Listed entries.
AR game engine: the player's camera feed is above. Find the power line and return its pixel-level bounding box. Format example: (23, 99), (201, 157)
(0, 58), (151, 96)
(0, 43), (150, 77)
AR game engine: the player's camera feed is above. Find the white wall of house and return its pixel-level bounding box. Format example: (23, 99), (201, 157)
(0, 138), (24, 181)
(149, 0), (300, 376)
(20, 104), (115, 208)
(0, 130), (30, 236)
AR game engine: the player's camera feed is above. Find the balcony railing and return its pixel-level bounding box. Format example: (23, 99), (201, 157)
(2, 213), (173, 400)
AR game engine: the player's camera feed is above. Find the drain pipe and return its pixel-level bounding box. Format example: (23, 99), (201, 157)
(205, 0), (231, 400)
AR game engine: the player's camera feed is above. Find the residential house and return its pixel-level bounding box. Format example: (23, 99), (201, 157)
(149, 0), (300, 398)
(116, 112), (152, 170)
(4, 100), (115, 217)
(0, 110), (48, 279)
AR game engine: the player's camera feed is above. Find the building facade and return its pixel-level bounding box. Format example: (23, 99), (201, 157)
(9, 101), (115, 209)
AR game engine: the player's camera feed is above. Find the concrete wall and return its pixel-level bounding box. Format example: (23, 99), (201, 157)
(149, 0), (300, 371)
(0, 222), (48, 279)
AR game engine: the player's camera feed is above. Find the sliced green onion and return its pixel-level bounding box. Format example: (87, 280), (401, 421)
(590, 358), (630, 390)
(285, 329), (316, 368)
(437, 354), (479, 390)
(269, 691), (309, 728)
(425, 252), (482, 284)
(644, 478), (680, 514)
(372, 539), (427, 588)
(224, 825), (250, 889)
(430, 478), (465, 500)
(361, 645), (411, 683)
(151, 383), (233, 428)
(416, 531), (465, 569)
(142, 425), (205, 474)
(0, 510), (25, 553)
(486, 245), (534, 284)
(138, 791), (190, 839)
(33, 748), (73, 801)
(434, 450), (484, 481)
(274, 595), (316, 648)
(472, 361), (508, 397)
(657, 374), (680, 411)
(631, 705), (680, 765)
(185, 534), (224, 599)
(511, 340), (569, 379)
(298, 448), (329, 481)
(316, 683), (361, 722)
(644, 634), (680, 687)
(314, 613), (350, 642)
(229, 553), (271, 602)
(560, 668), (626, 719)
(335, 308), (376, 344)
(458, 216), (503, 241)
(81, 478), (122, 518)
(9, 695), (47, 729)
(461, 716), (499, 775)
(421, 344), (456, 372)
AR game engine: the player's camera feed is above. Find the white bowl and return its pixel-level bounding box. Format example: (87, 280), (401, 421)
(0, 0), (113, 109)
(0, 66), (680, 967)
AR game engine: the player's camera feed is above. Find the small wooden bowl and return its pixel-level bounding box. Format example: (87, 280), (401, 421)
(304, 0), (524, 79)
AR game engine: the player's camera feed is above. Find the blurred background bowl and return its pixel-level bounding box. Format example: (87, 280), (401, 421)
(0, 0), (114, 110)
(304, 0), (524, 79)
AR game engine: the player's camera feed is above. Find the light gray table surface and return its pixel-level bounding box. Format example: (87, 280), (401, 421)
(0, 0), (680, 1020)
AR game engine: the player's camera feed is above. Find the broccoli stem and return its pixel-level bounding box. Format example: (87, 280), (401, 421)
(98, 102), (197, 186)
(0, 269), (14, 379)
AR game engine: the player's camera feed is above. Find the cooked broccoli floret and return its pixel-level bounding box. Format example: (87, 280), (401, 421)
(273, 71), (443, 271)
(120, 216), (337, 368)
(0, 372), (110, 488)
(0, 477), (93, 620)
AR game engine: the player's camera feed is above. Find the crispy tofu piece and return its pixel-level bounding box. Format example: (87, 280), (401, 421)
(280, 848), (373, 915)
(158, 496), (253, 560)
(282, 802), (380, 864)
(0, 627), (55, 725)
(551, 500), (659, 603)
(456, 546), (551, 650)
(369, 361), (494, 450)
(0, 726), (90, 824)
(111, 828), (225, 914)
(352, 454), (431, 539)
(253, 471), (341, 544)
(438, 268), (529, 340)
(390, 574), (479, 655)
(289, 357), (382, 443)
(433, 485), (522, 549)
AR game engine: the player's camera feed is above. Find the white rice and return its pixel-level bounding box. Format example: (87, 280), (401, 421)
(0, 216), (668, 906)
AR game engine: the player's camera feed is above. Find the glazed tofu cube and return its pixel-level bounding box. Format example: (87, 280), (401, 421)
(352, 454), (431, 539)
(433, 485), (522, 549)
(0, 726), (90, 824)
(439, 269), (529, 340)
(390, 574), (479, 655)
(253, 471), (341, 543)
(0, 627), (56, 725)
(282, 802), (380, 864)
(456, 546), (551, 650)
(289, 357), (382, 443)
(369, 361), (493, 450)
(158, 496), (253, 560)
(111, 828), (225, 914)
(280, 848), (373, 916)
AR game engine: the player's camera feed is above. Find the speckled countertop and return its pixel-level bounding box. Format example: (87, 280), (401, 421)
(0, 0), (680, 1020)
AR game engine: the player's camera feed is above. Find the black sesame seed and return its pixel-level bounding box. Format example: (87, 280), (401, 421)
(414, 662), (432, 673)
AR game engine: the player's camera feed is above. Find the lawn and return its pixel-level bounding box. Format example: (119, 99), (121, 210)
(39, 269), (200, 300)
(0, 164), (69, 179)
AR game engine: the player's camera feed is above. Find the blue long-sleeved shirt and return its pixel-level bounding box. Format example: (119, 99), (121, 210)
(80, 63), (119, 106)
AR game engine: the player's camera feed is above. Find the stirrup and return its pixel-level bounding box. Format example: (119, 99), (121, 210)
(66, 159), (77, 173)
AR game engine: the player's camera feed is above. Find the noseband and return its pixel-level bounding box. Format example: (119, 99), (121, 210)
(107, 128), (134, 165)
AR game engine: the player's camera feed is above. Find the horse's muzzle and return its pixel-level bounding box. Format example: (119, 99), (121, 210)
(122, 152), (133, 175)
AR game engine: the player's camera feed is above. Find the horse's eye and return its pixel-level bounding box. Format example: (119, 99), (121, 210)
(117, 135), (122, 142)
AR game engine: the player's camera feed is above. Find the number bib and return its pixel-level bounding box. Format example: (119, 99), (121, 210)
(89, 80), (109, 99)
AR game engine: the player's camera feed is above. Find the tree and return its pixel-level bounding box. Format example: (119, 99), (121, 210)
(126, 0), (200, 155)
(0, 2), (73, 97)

Exercise directions.
Reproduce only the lines from the one containing "Find the blue" through the one containing "(66, 159), (77, 173)", swapping "stirrup" for "saddle" and leaving all else unchanged.

Result below.
AR game engine: the player's camera feed is above. Find the blue long-sleeved shirt and return its pixel-level bounding box. Format example: (119, 99), (121, 210)
(80, 63), (119, 106)
AR game engine: the player's camera feed is above. Find the saddle and return its pixel-level bounding box. Format example: (119, 99), (121, 210)
(66, 159), (77, 173)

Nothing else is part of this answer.